Aim of the exercise:
Add 10 to every coordinate in the answers for the stretch of records from the line containing "Where can you find the gradient" through the line containing "(347, 1030)". Rewrite only those lines, requests included.
■ ■ ■ ■ ■ ■ ■
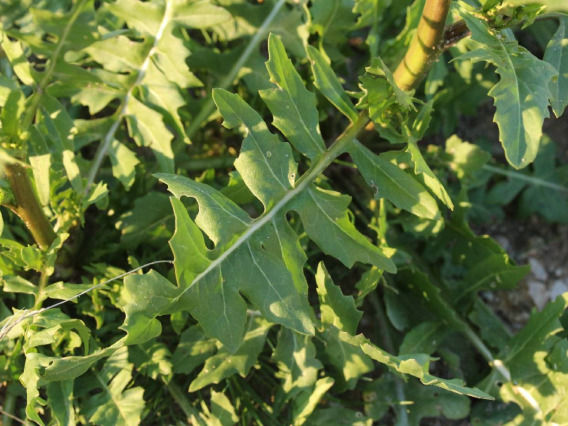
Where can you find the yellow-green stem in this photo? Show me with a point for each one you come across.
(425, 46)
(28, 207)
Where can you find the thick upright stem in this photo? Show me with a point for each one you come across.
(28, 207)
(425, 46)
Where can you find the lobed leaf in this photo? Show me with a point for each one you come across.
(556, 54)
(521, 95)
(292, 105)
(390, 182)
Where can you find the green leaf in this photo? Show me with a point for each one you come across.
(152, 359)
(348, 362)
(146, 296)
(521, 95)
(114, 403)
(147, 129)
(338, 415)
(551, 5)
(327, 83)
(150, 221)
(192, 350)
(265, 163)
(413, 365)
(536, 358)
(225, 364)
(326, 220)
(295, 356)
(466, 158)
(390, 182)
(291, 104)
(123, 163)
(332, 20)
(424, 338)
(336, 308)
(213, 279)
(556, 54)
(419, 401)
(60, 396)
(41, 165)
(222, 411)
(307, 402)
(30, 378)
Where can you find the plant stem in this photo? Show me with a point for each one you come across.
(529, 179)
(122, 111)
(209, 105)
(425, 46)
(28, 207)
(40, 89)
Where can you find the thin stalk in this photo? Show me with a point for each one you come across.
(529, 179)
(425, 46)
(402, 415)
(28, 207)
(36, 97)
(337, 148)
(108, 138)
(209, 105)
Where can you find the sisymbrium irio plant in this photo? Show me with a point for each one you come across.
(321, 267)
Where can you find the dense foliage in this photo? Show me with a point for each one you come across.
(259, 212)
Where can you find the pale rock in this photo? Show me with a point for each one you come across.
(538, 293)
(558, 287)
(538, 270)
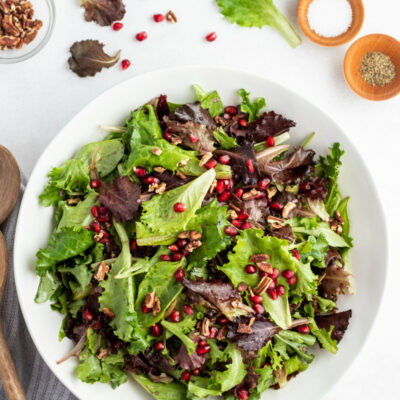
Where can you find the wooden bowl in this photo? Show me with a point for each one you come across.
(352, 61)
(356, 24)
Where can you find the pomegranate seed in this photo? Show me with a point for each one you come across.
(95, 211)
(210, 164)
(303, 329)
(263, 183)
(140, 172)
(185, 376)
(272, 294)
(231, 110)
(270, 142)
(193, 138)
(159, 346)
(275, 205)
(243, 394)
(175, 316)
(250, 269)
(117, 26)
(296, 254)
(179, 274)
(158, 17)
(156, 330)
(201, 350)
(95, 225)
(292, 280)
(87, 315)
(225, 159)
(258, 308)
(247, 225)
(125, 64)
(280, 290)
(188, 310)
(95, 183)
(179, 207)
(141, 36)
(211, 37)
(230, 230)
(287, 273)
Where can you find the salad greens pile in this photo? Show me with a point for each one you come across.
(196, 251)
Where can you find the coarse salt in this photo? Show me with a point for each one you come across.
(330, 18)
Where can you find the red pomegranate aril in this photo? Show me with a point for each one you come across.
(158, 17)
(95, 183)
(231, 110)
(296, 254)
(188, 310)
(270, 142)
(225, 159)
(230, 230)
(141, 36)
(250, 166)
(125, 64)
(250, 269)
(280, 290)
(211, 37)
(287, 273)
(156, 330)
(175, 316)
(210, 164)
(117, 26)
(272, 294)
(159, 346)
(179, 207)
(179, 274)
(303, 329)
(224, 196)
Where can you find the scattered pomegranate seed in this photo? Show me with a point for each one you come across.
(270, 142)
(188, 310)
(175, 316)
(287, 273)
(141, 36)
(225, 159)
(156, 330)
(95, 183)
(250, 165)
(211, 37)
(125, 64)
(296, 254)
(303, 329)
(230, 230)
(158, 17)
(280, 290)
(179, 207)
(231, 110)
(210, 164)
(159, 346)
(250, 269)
■ ■ ■ ■ ■ ■ ■
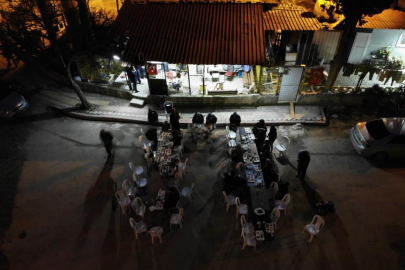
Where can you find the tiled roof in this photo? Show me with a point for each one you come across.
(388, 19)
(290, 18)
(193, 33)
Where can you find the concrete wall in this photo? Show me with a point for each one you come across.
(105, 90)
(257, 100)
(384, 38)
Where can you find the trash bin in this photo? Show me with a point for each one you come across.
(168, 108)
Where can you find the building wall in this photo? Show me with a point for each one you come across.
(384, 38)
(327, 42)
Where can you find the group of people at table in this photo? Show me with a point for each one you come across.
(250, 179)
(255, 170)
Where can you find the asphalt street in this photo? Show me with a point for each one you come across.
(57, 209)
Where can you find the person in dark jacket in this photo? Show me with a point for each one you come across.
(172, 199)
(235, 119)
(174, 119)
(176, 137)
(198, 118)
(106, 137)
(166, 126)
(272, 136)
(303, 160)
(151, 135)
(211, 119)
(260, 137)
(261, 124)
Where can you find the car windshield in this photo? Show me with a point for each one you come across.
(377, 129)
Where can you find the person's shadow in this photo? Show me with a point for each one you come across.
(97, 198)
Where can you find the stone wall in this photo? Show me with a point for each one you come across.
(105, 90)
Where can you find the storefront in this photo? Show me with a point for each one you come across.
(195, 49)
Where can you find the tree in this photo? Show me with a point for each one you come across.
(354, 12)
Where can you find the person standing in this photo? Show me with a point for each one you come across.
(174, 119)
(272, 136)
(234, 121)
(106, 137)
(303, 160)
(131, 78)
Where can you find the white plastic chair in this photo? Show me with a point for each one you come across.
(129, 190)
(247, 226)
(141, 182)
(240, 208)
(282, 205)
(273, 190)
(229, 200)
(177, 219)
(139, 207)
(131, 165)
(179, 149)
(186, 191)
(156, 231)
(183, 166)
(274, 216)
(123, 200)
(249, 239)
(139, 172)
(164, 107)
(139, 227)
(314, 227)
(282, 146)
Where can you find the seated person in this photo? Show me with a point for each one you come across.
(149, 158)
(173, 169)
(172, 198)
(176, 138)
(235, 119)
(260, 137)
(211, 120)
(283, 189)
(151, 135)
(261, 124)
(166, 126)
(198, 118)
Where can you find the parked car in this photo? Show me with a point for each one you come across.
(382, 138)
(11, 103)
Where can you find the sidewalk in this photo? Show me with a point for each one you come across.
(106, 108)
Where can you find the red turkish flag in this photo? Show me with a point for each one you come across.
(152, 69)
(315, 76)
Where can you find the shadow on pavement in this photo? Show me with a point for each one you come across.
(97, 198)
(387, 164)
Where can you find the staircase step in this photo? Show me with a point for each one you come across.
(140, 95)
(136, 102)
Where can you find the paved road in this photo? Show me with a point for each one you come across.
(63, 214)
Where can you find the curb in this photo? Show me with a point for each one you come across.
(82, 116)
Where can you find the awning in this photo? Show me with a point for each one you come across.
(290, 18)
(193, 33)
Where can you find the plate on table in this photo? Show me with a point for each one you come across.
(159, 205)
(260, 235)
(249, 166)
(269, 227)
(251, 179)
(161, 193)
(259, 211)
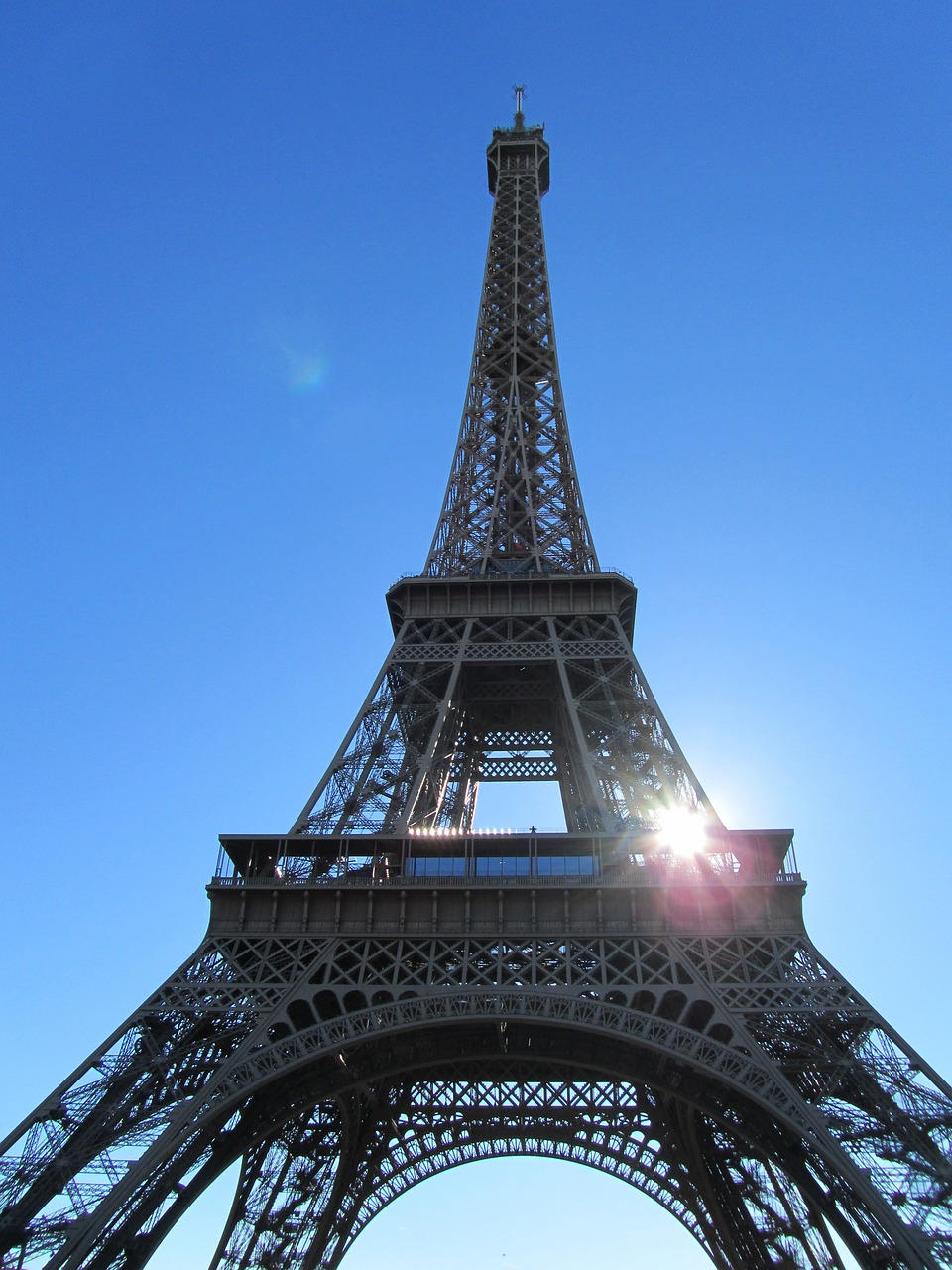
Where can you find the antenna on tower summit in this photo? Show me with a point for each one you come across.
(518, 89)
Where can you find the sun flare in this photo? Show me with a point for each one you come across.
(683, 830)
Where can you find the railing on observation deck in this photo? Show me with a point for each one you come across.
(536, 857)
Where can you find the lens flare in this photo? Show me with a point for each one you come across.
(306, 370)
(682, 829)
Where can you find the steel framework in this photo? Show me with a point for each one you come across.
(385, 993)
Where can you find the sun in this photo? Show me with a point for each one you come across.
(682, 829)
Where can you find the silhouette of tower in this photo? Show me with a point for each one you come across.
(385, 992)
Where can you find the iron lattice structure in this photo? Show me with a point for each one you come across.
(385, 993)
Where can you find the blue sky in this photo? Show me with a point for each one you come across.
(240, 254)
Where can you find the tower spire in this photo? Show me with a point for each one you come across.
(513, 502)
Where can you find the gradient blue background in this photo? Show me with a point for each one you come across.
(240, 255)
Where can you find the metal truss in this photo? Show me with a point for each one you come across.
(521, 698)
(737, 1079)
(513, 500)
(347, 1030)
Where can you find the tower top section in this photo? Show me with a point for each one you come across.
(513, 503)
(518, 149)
■ ■ ■ ■ ■ ■ ■
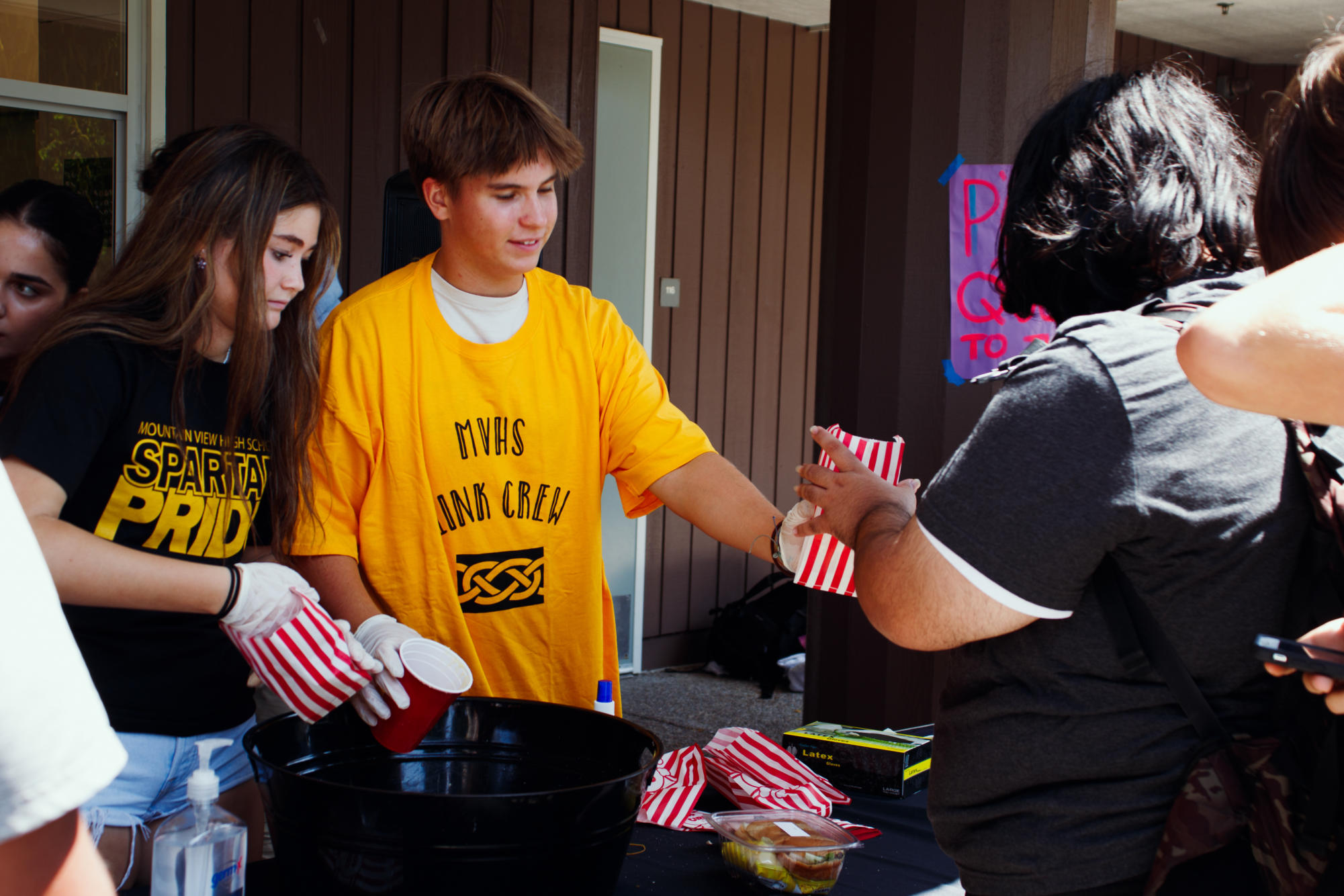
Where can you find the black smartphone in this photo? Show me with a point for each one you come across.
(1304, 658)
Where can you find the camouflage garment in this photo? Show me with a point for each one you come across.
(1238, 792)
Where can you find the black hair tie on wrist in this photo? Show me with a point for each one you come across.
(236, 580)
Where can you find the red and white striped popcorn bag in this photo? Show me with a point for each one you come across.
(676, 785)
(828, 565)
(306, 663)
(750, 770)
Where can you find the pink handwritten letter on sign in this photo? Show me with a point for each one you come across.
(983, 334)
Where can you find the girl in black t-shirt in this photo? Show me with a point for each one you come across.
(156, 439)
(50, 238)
■ ■ ■ ■ ■ ■ ■
Full answer:
Where can you find the gradient blue background in this photo? Show me with a point for each one you come across.
(250, 265)
Where can you find the metal truss in this photo? Show me with a point for each one you come across.
(531, 708)
(747, 1089)
(523, 510)
(357, 1040)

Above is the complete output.